● **TEXT EXTRACT**

Shortly after, Natochenny stopped pursuing gymnastics and pivoted to acting. When Ash’s next big win came in the Alola League in 2019, Natochenny was celebrating a win of her own at the Voice Arts Award for Outstanding Animation/Gaming Demo
Now, the Pokémon anime is about to send Ash into the sunset and Natochenny is reflecting on how her relationship with the series began, changed over time, and will continue long after Ash is no longer the star.
Greatness from small beginnings
Natochenny’s Pokémon journey began, like many others, as she watched the show as a kid and was given one pack of cards from the trading card game, which she’s since lost track of. However, she wasn’t allowed to play the Pokémon video games at the time due to strict rules from her parents, who wanted her to spend her time with physical hobbies rather than sitting stationary with a Game Boy.
“My parents wanted me to read books and do gymnastics and ballet and play piano and kind of do more,” she says. “I mean, video games are physical. They didn’t want me sitting, they didn’t want me sitting and playing games. They’re wrong. What I want to be known [is] I think they’re wrong. I think video games are not bad for you at all. On the contrary, I think they’re actually quite useful.”
By the time Natochenny auditioned for the role of Ash at 18, she says she had become “kind of reclusive” compared to when she was Ash’s age and watching the show, but booking the role reminded her of a more “tenacious” version of herself as a child.
“I was studying, I was trying to do well in school. I was staying at home a lot. I didn’t go out that much,” she says. “Then I booked this protagonist and this was my first protagonist and then in the subsequent years, I started booking more and more protagonists like these kind of go-getter adventurous types. And I started asking myself, ‘There’s gotta be something in me that is causing me to book all these protagonist roles. Obviously, I’m not this reclusive person. Maybe I’m making myself that. Maybe that’s what I think I should be.’”

● **ENTRIES**
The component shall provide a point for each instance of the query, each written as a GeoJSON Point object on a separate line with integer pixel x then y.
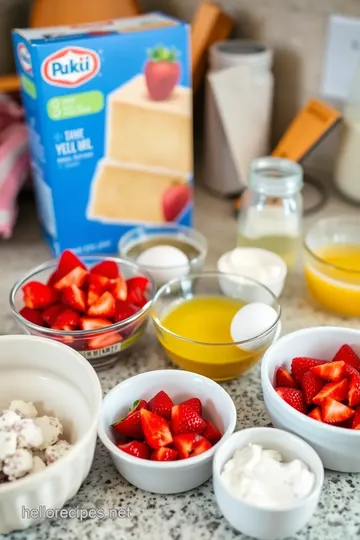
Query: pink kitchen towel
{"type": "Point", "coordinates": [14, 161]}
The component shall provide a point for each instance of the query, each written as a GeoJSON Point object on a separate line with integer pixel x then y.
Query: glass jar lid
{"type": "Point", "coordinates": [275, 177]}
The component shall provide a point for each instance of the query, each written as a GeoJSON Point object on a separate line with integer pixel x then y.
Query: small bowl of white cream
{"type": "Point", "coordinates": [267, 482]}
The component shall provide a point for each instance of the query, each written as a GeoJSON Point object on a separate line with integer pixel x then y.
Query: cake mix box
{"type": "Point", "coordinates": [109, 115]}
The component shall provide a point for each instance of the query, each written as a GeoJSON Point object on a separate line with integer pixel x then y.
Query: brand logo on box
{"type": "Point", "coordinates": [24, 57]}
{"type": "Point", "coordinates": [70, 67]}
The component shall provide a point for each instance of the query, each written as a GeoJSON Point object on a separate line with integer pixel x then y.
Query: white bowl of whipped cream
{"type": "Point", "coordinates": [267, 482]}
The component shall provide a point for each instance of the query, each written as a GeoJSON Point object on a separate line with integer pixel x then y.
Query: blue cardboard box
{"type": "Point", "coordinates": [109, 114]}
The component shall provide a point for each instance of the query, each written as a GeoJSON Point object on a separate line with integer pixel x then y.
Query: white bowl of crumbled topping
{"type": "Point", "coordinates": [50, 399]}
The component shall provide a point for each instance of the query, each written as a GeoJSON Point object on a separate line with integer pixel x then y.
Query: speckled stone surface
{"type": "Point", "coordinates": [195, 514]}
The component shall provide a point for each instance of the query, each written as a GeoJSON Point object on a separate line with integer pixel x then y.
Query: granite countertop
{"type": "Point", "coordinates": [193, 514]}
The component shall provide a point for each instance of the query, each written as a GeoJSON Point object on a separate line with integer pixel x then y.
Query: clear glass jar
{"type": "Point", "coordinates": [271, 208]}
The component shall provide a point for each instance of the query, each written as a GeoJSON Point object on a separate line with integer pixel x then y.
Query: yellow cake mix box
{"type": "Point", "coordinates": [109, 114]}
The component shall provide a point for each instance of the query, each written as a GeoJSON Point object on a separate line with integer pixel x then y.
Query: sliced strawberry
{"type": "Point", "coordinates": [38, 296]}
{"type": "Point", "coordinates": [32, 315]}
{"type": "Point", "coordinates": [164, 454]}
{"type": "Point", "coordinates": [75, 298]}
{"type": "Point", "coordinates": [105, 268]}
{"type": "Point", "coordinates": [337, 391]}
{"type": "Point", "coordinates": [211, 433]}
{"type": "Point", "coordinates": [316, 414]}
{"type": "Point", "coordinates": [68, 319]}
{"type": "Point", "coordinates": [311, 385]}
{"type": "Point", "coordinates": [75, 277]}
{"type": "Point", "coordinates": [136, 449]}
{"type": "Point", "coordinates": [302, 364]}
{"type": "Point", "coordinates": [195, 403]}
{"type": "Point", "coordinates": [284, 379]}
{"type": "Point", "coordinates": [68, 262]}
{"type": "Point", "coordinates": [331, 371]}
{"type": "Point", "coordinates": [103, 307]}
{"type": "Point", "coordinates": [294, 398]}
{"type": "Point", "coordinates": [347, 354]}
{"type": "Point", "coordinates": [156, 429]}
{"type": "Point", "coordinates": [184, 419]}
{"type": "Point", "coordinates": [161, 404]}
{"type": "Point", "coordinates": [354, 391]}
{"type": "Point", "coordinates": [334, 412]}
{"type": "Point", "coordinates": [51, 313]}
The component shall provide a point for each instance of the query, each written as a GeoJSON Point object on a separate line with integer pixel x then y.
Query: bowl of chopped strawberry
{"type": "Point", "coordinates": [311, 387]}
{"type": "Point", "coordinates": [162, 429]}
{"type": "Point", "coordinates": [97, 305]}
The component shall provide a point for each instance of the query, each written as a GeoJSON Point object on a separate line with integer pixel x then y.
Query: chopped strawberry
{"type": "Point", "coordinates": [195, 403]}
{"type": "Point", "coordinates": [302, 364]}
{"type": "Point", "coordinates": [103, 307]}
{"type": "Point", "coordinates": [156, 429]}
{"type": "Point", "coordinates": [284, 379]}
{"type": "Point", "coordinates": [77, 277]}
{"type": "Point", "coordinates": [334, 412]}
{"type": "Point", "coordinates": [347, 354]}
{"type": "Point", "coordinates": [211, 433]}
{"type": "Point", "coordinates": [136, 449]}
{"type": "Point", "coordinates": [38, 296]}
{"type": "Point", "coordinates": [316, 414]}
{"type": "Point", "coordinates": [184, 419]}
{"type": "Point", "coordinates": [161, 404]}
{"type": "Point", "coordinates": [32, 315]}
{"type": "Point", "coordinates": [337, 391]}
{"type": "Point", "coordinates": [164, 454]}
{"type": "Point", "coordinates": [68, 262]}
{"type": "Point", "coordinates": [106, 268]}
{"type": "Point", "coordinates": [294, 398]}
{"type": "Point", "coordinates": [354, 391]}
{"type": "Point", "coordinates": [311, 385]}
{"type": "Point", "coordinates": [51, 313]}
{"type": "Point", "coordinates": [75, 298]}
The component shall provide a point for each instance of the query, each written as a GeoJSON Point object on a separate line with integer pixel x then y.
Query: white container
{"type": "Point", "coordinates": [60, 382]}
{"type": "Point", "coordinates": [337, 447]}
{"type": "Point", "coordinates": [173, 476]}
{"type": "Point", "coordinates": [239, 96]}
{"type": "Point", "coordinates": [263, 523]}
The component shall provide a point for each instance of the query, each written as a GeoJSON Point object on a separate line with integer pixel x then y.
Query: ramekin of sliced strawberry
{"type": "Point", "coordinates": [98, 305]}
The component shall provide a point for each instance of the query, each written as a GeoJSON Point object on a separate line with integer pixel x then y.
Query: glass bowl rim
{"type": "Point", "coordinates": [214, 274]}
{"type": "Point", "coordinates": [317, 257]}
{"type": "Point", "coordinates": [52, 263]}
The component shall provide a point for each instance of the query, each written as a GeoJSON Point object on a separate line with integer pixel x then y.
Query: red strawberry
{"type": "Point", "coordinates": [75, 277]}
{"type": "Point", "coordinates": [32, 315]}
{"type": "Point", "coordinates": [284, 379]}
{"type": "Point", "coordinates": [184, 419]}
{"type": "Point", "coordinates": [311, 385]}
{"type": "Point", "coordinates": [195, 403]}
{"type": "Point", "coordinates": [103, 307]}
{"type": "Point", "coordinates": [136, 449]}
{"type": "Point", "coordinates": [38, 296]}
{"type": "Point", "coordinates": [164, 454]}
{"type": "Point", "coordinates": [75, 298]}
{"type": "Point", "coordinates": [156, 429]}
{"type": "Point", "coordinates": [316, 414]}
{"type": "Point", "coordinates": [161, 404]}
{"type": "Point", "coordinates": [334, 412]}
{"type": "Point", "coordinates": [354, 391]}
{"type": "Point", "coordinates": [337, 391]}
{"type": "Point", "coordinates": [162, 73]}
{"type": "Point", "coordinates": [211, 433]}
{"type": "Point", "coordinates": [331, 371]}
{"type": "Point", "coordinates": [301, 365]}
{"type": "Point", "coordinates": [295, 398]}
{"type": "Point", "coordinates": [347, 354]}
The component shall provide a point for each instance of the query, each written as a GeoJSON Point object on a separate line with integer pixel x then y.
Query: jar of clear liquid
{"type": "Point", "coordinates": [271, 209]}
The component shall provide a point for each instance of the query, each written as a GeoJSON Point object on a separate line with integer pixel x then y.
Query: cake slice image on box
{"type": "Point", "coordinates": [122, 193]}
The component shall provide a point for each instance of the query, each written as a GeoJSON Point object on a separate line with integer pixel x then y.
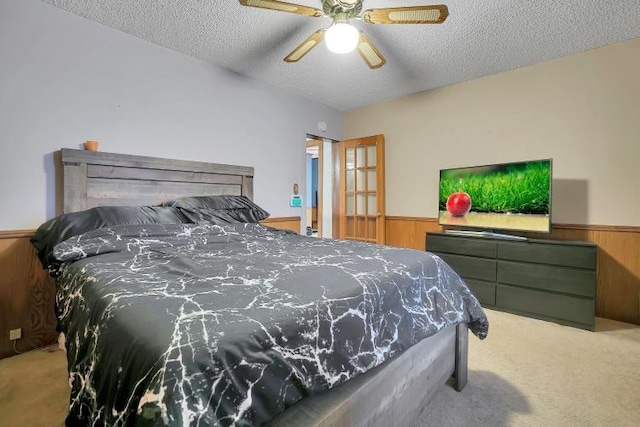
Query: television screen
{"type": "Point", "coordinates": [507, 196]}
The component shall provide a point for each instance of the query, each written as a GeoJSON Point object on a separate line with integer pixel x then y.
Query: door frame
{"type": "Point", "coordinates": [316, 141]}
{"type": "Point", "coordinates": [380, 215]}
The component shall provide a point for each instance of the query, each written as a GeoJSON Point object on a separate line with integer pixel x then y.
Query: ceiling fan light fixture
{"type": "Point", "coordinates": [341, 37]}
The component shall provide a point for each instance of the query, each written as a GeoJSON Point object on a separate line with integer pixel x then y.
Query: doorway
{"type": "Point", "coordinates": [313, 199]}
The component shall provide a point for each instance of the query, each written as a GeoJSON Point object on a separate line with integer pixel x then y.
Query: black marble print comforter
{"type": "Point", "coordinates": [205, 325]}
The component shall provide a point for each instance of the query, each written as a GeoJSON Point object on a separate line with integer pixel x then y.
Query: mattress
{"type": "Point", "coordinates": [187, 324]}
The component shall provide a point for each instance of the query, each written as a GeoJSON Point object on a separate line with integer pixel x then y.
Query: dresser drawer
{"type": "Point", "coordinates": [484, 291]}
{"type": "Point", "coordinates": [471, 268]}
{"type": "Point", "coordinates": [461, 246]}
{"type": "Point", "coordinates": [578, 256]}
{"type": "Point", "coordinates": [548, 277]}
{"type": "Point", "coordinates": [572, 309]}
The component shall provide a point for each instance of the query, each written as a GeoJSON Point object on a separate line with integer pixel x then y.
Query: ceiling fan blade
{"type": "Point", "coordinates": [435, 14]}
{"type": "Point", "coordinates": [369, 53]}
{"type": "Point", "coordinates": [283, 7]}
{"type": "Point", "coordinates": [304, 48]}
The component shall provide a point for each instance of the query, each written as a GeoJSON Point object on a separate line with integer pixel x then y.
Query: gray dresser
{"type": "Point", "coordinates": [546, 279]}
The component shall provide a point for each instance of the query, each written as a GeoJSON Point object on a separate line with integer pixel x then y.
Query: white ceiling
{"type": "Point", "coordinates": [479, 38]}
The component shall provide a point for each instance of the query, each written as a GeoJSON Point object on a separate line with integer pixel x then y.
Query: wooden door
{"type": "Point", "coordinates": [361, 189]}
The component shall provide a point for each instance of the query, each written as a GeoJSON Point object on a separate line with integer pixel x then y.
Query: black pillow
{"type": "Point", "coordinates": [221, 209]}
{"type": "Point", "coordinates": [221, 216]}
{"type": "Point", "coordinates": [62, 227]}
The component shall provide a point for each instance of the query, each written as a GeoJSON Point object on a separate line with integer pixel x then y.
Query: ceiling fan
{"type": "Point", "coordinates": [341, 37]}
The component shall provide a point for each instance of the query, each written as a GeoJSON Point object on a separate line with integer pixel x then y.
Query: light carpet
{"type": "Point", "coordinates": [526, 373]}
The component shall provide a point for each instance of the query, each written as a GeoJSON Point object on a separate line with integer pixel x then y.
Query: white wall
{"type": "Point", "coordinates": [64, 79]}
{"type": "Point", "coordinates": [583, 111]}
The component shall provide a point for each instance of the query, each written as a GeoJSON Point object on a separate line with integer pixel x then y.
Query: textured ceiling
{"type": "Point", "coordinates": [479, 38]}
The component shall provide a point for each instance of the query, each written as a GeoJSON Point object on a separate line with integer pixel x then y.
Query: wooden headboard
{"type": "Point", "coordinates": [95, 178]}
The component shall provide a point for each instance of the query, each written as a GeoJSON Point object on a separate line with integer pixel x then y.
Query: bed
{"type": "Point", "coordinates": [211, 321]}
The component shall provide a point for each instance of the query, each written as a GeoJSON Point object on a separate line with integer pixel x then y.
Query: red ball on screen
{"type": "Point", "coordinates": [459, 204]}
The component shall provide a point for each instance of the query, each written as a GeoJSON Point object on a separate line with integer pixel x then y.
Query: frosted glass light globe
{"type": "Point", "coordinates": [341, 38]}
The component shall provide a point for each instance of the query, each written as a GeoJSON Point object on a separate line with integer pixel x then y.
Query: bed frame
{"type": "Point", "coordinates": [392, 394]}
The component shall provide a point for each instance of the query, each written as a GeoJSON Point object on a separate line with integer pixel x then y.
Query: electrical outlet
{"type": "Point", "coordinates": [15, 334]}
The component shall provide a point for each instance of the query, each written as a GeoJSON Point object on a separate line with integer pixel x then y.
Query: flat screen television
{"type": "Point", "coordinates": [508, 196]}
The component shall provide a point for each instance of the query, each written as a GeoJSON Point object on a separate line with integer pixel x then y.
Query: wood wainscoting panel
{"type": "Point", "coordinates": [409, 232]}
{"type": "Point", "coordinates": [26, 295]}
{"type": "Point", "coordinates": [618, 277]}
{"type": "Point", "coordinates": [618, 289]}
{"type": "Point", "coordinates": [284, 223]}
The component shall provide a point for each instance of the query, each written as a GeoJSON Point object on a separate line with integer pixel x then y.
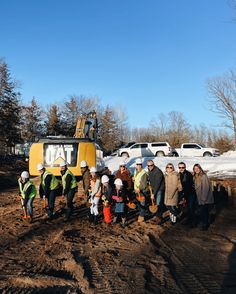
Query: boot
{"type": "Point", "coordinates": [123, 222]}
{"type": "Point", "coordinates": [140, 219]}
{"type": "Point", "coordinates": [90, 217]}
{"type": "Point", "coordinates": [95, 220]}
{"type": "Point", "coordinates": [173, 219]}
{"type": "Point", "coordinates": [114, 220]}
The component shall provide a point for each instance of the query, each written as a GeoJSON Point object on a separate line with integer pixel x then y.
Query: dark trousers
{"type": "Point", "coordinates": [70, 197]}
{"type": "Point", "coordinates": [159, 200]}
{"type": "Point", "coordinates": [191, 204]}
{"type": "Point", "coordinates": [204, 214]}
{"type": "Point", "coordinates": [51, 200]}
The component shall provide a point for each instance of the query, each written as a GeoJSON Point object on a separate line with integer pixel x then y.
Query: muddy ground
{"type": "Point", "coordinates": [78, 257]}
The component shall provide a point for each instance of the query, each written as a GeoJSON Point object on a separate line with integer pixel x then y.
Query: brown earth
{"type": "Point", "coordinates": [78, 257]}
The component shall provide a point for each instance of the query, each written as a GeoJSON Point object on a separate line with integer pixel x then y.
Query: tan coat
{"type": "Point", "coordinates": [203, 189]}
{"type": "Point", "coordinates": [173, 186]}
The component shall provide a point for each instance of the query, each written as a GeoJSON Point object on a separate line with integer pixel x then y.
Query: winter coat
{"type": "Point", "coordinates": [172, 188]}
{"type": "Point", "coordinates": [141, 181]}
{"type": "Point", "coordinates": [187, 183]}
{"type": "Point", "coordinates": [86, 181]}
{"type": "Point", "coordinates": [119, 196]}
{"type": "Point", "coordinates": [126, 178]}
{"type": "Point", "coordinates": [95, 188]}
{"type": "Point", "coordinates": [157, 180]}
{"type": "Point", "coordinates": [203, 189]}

● **TASKS TO CARRY OUT**
A) In the text about Natochenny and the Pokémon anime, how old was she when she auditioned for the role of Ash?
B) Write the next part of the text about Natochenny voicing Ash, picking up after its final paragraph.

● **ANSWERS GIVEN**
A) She was 18.

B)
Natochenny describes her mindset during that initial audition as “full panic mode,” as she felt she wasn’t prepared for the process.
“I went to my friend’s house, I’m doing the voice, and she’s like, ‘You’re never gonna get this. You sound nothing like this person,’” she recalls. “And I go to the audition. I’m like, ‘I’m not going to get this. There’s no way. What a waste of time.’ [I was] kicking myself for not being prepared.”
Those feelings of anxiety were only made worse by having to learn how to record lines for a dub at the first audition, which is a separate skill from voice acting. It requires you to be able to fill in a performance in something that’s already been animated, so timing, pronunciation, and matching a visual performance after it’s already set in stone is key. These days, Natochenny’s a pro and has even demonstrated the process for Vanity Fair, but at the time, she didn’t realize what she was getting into.
“I had no idea what dubbing even was,” she says. “I never studied it. Nobody ever taught it. Now, they teach it because it’s gotten so big. But back in my day, I had no idea what it was and they kept me there for half an hour because I sounded right, but they were like, ‘We gotta teach this girl how to dub because this isn’t gonna work.’”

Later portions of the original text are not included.